TASK DATA section start
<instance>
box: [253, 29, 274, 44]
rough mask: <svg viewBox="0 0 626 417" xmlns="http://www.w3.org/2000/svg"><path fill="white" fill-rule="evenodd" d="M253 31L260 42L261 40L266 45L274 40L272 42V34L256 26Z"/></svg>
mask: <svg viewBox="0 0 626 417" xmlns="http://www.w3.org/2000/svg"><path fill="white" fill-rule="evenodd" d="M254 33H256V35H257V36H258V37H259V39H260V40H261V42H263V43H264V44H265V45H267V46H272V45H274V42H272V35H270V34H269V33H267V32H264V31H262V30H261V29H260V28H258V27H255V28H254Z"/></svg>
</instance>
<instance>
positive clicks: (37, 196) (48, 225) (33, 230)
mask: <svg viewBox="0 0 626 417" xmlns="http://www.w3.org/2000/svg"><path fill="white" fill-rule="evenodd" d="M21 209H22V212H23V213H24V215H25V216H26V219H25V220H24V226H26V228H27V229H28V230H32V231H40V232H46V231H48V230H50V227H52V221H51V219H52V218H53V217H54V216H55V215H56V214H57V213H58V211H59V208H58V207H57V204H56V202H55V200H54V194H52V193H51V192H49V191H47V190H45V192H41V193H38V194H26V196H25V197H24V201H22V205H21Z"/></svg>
TASK DATA section end
== INSTRUCTIONS FOR THE TASK ==
Rewrite every line of the entries above as a numbered list, dropping any blank lines.

== SOLUTION TO THIS PROBLEM ==
1. <instance>
2. box: [253, 29, 274, 44]
3. rough mask: <svg viewBox="0 0 626 417" xmlns="http://www.w3.org/2000/svg"><path fill="white" fill-rule="evenodd" d="M253 31L260 42L261 40L266 45L274 40L272 42V34L256 26Z"/></svg>
4. mask: <svg viewBox="0 0 626 417" xmlns="http://www.w3.org/2000/svg"><path fill="white" fill-rule="evenodd" d="M254 33H256V35H257V36H258V37H259V39H260V40H261V42H263V43H264V44H265V45H267V46H272V45H274V42H272V35H270V34H269V33H267V32H264V31H262V30H261V29H260V28H258V27H255V28H254Z"/></svg>
5. </instance>
6. <instance>
7. positive clicks: (37, 196) (48, 225) (33, 230)
8. mask: <svg viewBox="0 0 626 417" xmlns="http://www.w3.org/2000/svg"><path fill="white" fill-rule="evenodd" d="M21 209H22V212H23V213H24V215H25V216H26V219H25V220H24V226H26V228H27V229H28V230H32V231H40V232H46V231H48V230H50V227H52V221H51V219H52V218H53V217H54V216H55V215H56V214H57V213H58V211H59V208H58V207H57V204H56V202H55V200H54V194H52V193H51V192H49V191H47V190H45V192H41V193H38V194H26V196H25V197H24V201H22V205H21Z"/></svg>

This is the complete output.